Introducing Airflow 2.0

  • Paola Peraza Calderon
  • Vikram Koka

Note: With the release of Airflow 2.0 in late 2020, and with subsequent releases, the open-source project addressed a significant number of pain points commonly reported by users running previous versions. We strongly encourage your team to upgrade to Airflow 2.x. If your team is running Airflow 1 and would like help establishing a migration path, reach out to us.

Note: This article focuses mainly on Airflow 2.0. If you’d like to learn more about the latest features, head over to the articles about Airflow 2.2 and Airflow 2.3.

Apache Airflow was created by Airbnb’s Maxime Beauchemin as an open-source project in late 2014. It was brought into the Apache Software Foundation’s Incubator Program in March 2016, and saw growing success in the wake of Maxime’s well-known blog post on “The Rise of the Data Engineer.” By January of 2019, Airflow was announced as a Top-Level Apache Project by the Foundation, and it is now widely recognized as the industry’s leading workflow orchestration solution.

Airflow’s strength as a tool for dataflow automation has grown for a few reasons:

  1. Proven core functionality for data pipelining. Airflow competitively delivers in scheduling, scalable task execution, and UI-based task management and monitoring.
  2. An extensible framework. Airflow was designed to make data integration between systems easy. Today it supports more than 70 providers, including AWS, GCP, Microsoft Azure, Salesforce, Slack, and Snowflake. Its ability to meet the needs of simple and complex use cases alike make it both easy to adopt and scale.
  3. A large, vibrant community. Airflow boasts tens of thousands of users and more than 2,000 contributors who regularly submit features, plugins, content, and bug fixes to ensure continuous momentum and improvement. In 2022, Airflow reached 15K+ commits and 25K+ GitHub stars.

As Apache Airflow grew in adoption, a major release to expand on the project’s core strengths came to be long overdue. As committed members of the community, we at Astronomer were delighted to announce the release of Airflow 2.0 by the end of 2020.

Throughout 2020, various organizations and leaders within the Airflow Community collaborated closely to refine the scope of Airflow 2.0, focusing on enhancing existing functionality and introducing changes to make Airflow faster, more reliable, and more performant at scale. In celebration of the highly anticipated release, we’ve put together an overview of major Airflow 2.0 features below.

Major Features in Airflow 2.0

Airflow 2.0 includes hundreds of features and bug fixes both large and small. Many of the significant improvements were influenced and inspired by feedback from Airflow’s 2019 Community Survey, which garnered over 300 responses.

▶ _Supplied entries_:
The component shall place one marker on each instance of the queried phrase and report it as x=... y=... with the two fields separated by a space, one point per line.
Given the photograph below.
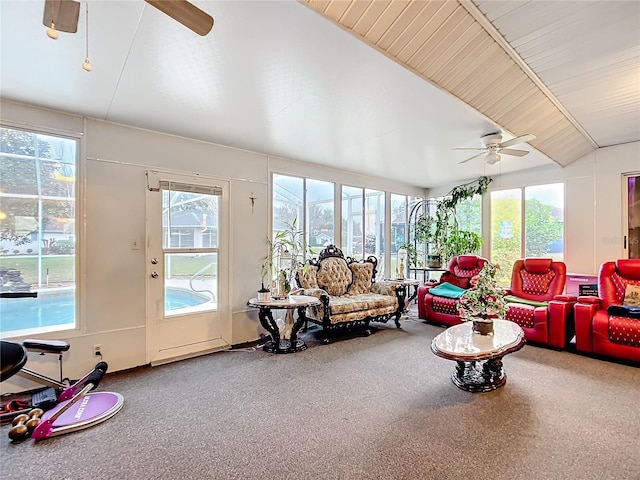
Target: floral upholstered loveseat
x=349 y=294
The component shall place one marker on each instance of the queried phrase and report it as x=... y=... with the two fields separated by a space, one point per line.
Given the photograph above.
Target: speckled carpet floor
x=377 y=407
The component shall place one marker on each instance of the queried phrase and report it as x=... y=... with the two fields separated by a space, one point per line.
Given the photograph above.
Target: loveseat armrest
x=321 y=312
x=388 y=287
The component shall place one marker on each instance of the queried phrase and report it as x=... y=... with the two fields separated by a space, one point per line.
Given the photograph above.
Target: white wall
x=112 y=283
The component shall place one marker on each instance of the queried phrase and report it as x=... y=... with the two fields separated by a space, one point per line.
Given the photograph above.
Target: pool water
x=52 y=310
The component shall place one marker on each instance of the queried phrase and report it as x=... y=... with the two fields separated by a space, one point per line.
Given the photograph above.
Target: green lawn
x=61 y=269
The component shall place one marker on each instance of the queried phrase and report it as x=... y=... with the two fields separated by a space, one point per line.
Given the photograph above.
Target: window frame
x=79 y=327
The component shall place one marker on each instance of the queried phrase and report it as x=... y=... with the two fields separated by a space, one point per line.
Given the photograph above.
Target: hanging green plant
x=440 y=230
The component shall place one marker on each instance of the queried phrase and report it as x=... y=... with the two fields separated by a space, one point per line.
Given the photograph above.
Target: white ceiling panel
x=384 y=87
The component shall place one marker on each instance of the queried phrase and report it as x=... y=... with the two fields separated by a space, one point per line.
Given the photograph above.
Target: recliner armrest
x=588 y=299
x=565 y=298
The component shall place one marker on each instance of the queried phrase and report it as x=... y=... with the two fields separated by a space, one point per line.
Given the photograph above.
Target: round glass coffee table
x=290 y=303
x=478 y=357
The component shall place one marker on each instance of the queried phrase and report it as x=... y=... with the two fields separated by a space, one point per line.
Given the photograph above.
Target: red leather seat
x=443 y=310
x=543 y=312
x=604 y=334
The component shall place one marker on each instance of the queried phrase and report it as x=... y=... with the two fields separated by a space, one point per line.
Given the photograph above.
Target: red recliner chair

* * *

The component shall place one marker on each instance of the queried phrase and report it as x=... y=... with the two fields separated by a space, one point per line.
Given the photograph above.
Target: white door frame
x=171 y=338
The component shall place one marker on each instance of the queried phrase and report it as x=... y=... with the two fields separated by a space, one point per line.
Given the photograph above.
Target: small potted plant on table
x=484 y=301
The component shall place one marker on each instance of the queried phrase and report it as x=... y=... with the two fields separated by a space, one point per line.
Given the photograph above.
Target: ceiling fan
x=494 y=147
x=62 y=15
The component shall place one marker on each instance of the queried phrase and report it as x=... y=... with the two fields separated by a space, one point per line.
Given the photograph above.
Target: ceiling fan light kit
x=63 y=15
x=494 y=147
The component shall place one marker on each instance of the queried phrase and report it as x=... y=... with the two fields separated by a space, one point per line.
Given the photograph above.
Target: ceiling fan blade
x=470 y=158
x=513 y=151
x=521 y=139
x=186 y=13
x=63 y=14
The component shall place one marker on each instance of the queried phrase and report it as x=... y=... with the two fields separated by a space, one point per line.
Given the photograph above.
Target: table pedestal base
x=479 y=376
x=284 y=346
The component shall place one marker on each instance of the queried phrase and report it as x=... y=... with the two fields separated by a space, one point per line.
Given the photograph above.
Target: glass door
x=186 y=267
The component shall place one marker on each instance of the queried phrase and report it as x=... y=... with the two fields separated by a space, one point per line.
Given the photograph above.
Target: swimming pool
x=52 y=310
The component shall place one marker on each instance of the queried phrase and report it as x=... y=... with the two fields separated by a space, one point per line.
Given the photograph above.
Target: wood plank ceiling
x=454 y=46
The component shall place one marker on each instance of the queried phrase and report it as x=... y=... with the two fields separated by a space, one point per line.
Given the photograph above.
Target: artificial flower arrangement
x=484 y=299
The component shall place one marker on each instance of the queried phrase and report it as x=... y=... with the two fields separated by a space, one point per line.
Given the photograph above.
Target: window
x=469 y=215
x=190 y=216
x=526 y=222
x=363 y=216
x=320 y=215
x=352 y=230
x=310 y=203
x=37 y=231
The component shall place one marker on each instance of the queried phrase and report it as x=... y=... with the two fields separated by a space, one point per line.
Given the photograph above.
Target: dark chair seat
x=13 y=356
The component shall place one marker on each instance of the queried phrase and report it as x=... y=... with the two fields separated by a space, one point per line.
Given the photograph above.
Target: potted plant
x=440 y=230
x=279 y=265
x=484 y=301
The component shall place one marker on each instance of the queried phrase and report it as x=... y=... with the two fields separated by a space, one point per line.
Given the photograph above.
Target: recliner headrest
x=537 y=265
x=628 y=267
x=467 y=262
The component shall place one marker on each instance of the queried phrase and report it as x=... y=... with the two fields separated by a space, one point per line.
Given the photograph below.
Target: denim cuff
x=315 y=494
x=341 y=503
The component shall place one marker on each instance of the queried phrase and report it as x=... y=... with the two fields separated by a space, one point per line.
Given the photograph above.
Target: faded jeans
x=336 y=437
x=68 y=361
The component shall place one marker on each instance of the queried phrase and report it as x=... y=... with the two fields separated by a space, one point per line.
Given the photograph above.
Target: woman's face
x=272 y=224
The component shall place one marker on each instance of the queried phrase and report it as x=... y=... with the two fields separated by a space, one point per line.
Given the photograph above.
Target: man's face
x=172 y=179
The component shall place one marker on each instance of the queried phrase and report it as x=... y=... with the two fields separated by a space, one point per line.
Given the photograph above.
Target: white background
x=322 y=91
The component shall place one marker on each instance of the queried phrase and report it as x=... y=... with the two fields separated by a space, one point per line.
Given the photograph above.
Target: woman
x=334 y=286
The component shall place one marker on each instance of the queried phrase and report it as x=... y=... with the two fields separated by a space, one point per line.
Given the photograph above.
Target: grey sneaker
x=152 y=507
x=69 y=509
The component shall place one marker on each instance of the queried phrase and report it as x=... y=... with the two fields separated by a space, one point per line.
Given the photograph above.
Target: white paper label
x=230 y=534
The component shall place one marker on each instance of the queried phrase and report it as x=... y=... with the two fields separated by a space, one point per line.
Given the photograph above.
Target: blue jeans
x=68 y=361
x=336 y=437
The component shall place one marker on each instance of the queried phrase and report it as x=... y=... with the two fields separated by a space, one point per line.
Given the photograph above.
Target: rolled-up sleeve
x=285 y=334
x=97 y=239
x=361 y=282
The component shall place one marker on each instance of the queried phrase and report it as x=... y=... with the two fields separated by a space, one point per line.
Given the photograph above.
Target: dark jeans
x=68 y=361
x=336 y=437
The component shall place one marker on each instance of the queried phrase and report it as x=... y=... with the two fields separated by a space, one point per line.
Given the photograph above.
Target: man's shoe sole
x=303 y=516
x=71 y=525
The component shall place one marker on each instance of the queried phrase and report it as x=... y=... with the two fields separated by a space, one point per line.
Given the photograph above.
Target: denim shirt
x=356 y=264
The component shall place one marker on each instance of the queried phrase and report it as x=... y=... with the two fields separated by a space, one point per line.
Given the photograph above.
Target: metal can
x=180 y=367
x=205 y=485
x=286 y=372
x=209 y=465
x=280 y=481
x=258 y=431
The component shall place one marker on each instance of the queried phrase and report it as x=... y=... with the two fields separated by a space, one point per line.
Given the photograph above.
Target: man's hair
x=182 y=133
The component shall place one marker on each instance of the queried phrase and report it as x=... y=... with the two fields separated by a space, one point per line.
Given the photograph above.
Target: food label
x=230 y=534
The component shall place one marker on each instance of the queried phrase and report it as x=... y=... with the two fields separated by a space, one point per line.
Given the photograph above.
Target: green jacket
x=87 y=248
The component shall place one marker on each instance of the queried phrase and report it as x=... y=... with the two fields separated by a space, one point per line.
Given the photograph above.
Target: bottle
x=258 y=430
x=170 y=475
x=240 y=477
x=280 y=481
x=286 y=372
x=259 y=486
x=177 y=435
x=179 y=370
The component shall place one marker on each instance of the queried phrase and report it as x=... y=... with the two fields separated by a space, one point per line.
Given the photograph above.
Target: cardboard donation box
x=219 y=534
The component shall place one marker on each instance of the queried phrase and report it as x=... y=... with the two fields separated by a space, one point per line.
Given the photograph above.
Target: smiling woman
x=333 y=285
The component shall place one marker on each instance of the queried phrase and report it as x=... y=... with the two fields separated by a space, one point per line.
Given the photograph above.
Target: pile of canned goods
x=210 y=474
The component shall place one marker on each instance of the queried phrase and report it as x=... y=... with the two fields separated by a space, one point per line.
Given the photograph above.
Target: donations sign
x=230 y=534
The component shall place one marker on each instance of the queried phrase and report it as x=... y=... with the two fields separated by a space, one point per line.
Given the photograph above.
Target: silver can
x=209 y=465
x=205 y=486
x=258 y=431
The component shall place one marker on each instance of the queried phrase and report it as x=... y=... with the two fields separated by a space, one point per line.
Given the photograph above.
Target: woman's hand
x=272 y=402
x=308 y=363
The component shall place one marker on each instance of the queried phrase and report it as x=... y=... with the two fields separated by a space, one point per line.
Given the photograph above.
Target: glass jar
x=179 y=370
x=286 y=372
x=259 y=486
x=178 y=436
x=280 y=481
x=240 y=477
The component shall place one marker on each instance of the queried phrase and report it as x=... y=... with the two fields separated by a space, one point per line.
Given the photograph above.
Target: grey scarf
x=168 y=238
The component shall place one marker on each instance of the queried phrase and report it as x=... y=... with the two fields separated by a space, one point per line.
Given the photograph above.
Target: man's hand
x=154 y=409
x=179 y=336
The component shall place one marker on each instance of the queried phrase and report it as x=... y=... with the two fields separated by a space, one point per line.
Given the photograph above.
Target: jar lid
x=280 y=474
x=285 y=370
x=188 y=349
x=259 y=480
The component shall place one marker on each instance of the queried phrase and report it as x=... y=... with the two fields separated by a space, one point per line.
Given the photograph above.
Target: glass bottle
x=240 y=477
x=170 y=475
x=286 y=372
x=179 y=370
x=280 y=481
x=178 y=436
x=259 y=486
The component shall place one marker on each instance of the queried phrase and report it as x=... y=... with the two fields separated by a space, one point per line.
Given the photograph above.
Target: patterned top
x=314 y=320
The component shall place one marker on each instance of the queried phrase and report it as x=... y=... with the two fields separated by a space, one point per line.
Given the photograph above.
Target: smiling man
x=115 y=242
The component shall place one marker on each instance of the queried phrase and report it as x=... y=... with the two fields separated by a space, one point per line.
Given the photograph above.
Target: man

▶ _Required tasks_:
1 > Quote the passage of the Airflow 2.0 article that opens with the words containing "Airflow 2.0 includes" and closes with "over 300 responses.".
2 > According to the Airflow 2.0 article, how many responses did Airflow's 2019 Community Survey receive?
The records are separate material from the Airflow 2.0 article.

▶ _Replies_:
1 >
Airflow 2.0 includes hundreds of features and bug fixes both large and small. Many of the significant improvements were influenced and inspired by feedback from Airflow’s 2019 Community Survey, which garnered over 300 responses.

2 > Over 300 responses.